TASK: Output every line of the records below as a numbered list, leaving out any blank lines.

Recorded data:
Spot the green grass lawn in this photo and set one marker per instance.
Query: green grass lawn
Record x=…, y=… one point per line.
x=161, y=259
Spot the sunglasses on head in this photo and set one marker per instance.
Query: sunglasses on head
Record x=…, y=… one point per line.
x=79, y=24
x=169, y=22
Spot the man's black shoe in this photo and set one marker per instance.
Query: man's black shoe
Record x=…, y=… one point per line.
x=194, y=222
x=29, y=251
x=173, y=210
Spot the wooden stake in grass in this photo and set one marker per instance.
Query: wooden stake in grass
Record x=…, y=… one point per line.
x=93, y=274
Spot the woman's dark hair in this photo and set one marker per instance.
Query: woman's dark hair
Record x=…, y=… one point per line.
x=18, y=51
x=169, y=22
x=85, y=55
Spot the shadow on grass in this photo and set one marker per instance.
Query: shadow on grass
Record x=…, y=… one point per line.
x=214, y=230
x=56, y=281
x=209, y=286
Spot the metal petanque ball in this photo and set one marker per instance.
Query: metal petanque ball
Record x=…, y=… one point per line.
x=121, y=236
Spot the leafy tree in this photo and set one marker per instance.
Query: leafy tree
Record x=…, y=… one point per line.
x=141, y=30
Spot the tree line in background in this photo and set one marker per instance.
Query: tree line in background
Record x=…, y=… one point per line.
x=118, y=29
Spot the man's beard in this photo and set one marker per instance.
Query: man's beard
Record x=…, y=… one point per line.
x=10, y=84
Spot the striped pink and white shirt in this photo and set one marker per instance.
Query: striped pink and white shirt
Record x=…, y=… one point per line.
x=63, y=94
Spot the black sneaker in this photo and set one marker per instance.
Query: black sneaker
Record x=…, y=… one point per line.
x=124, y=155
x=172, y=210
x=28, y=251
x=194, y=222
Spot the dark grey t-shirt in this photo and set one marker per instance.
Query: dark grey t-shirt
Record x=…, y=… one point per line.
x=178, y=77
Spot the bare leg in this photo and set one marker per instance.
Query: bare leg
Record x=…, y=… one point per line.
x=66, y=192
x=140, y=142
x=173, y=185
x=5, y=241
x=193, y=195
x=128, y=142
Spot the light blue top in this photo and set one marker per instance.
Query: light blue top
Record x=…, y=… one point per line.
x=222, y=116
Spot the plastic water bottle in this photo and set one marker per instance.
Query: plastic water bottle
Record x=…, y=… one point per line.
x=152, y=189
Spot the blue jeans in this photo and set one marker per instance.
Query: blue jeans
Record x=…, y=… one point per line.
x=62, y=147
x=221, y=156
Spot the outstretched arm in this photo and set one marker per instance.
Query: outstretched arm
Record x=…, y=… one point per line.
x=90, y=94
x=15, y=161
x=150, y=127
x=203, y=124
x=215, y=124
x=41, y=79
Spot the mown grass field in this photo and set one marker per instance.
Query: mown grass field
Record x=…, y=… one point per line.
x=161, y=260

THE SOLUTION:
1. Spot the green grass lawn in this photo and set one marker per instance.
2. Query: green grass lawn
3. Record x=…, y=… one point per line.
4. x=161, y=259
5. Spot the sunglasses on head in this photo and set one marker per instance.
6. Query: sunglasses on head
7. Record x=…, y=… one point per line.
8. x=79, y=24
9. x=169, y=22
10. Spot the man's black shoe in this photo and set one marker per instance.
11. Query: man's black shoe
12. Record x=…, y=… one point per line.
13. x=194, y=222
14. x=29, y=251
15. x=173, y=210
16. Spot the wooden stake in grass in this photo and set one marker per instance.
17. Query: wooden stake in grass
18. Record x=…, y=… one point per line.
19. x=93, y=274
20. Spot the woman's dark hair in this photo and set one marker per instance.
21. Query: woman's dark hair
22. Record x=…, y=… one point per line.
23. x=18, y=51
24. x=169, y=22
25. x=85, y=55
26. Spot the shadow on grass in this photo and set one marker per instance.
27. Query: shadow on grass
28. Record x=…, y=… one point per line.
29. x=214, y=230
30. x=56, y=281
31. x=209, y=286
32. Spot the metal petanque ball in this photo and set one marker per instance.
33. Query: metal petanque ball
34. Record x=…, y=… one point per line.
35. x=121, y=236
36. Spot the leafy tree in this photo and set one marker per instance.
37. Query: leafy tree
38. Record x=…, y=… one point per line.
39. x=141, y=30
40. Spot the tree line in background in this photo and set one marker per instance.
41. Query: tree line in background
42. Record x=…, y=… one point per line.
43. x=118, y=29
44. Spot the man's beard in this photo and set one marker per instance.
45. Query: man's beard
46. Record x=…, y=… one point per line.
47. x=10, y=84
48. Spot the striped pink and white shirt in this photo and set one marker per instance.
49. Query: striped pink and white shirt
50. Record x=…, y=… one point per line.
51. x=63, y=94
52. Spot the black sneaker in this photo and set one marker per instance.
53. Query: black sneaker
54. Record x=…, y=… one point per line.
55. x=124, y=155
56. x=172, y=210
57. x=28, y=251
58. x=194, y=222
59. Spot the dark grey t-shirt in this photo and set one marker per instance.
60. Query: dark grey t-shirt
61. Record x=…, y=… one point per line.
62. x=178, y=77
63. Spot the bare leg in this photo and set one marker per instance.
64. Query: bare leg
65. Record x=…, y=… one point per line.
66. x=66, y=192
67. x=140, y=142
68. x=173, y=185
69. x=5, y=241
70. x=193, y=195
71. x=128, y=142
72. Spot the light blue top in this photo and set one marker per instance.
73. Query: light blue top
74. Record x=…, y=… one point per line.
75. x=222, y=116
76. Spot the plastic water bottle in this photo and set one marker per instance.
77. Query: plastic water bottle
78. Record x=…, y=… one point per line.
79. x=152, y=189
80. Spot the blue jeans in this photo and set one marker per instance.
81. Query: blue jeans
82. Record x=…, y=… one point per line.
83. x=62, y=147
84. x=221, y=156
85. Spot the outstretched arm in this photo and set one marker per instance.
86. Query: outstretched arm
87. Record x=…, y=… one point per line.
88. x=90, y=94
89. x=15, y=161
90. x=150, y=127
91. x=203, y=124
92. x=215, y=124
93. x=41, y=79
94. Spot the mown grass field in this photo and set one marker per instance.
95. Query: mown grass field
96. Record x=…, y=… one point per line.
97. x=161, y=260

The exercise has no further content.